_PROBLEM TO SOLVE_: In the listing that follows, the lines starting at the one containing "box: [106, 1, 460, 249]" and ending at the one containing "78L299 88L387 144L423" are to be returned exactly, both boundary lines included, and no others.

_SUPPLIED DATA_:
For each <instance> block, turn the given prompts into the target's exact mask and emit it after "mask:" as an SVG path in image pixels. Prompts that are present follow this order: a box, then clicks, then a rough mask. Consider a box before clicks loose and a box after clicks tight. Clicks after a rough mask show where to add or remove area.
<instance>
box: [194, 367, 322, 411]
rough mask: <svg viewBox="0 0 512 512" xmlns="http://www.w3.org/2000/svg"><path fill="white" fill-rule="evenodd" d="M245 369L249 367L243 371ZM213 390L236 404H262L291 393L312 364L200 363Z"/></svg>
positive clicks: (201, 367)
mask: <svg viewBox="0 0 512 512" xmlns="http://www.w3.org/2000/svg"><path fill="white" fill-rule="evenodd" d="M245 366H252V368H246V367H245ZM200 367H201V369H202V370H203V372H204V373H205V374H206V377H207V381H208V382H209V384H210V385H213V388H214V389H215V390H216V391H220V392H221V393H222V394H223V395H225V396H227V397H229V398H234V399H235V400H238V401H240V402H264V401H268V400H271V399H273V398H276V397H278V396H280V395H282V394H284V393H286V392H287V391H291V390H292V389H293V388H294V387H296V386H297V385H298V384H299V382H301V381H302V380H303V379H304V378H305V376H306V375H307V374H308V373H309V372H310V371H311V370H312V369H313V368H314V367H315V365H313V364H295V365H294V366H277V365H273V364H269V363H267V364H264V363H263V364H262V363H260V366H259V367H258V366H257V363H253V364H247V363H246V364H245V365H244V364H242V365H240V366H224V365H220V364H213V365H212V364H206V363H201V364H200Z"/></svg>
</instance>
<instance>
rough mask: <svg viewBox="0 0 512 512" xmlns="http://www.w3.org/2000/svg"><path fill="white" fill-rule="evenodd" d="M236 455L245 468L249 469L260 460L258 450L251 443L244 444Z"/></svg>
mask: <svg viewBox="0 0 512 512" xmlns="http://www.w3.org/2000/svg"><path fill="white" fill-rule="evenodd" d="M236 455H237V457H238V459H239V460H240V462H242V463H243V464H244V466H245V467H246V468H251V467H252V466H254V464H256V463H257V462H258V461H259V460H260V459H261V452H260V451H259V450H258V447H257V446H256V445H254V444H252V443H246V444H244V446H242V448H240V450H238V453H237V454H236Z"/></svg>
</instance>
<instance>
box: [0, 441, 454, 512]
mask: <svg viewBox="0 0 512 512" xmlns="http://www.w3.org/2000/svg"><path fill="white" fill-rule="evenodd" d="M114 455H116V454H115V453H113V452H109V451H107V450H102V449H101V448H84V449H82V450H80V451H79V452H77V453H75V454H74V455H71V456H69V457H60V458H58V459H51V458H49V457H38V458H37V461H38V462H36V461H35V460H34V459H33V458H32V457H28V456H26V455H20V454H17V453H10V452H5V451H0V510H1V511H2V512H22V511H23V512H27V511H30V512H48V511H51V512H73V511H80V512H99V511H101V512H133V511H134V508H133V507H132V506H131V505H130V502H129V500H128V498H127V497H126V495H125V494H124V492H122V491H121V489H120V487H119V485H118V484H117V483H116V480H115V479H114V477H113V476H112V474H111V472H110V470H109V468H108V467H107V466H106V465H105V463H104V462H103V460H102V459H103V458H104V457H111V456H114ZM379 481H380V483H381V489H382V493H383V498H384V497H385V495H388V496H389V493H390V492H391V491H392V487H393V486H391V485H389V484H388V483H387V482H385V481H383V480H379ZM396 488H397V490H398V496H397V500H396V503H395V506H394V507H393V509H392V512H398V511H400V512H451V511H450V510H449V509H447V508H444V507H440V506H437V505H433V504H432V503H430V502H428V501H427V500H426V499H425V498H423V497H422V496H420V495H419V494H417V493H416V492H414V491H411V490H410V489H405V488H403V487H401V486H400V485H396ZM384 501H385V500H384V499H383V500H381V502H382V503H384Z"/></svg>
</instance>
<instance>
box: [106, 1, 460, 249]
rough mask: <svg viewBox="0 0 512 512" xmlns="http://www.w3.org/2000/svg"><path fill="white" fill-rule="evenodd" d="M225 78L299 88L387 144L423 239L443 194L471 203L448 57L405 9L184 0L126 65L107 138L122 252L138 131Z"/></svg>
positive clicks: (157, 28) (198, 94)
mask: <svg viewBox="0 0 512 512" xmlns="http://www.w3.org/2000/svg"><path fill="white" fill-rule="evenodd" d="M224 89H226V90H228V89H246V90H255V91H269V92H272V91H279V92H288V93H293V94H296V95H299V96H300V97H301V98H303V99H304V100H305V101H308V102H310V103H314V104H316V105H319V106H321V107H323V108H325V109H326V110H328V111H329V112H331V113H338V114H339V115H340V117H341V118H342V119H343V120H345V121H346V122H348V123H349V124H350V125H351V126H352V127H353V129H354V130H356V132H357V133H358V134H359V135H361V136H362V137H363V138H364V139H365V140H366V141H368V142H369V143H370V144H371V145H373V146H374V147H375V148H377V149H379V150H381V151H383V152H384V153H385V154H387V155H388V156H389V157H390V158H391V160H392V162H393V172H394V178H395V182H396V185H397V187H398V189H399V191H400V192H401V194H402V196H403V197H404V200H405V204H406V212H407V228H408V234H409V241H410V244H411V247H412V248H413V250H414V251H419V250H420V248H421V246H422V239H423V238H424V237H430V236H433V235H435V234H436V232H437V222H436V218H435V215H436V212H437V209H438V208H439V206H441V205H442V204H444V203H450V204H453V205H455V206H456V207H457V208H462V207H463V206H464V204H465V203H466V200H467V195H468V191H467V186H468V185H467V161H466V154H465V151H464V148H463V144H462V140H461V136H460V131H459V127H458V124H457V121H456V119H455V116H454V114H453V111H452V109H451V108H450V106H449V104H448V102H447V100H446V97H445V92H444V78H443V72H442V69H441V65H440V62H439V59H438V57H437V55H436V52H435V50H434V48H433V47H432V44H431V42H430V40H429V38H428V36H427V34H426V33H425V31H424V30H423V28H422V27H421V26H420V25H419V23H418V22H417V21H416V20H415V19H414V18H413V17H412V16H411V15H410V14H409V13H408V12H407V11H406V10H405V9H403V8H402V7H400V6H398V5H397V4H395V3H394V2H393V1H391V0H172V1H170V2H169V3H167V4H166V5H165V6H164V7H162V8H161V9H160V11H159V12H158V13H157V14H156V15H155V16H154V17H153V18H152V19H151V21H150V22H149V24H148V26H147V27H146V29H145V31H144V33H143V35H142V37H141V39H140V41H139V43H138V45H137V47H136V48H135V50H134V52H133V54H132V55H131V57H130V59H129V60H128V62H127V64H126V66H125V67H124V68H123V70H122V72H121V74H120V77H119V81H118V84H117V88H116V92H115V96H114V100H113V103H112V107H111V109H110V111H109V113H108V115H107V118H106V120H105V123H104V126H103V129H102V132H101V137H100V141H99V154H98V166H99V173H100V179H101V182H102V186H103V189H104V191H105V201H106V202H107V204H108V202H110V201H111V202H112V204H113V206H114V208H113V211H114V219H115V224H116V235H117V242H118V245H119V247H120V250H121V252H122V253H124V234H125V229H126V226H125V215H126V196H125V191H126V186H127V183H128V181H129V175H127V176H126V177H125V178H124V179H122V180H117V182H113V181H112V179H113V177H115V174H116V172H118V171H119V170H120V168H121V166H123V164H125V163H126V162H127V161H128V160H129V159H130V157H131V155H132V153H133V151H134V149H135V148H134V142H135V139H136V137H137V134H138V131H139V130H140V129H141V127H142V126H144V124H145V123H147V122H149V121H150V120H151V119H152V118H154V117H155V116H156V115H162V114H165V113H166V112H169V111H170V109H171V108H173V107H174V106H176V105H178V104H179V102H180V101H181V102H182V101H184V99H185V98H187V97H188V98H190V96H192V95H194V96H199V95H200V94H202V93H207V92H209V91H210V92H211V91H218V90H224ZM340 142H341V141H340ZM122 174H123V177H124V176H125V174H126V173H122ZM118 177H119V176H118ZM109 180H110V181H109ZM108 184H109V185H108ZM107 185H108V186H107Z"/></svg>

_EXPECTED ANSWER_:
box: [106, 1, 460, 249]
rough mask: <svg viewBox="0 0 512 512" xmlns="http://www.w3.org/2000/svg"><path fill="white" fill-rule="evenodd" d="M225 78L299 88L387 144L423 239L443 194L471 203L448 57L405 9L184 0L126 65L107 138L122 252L138 131Z"/></svg>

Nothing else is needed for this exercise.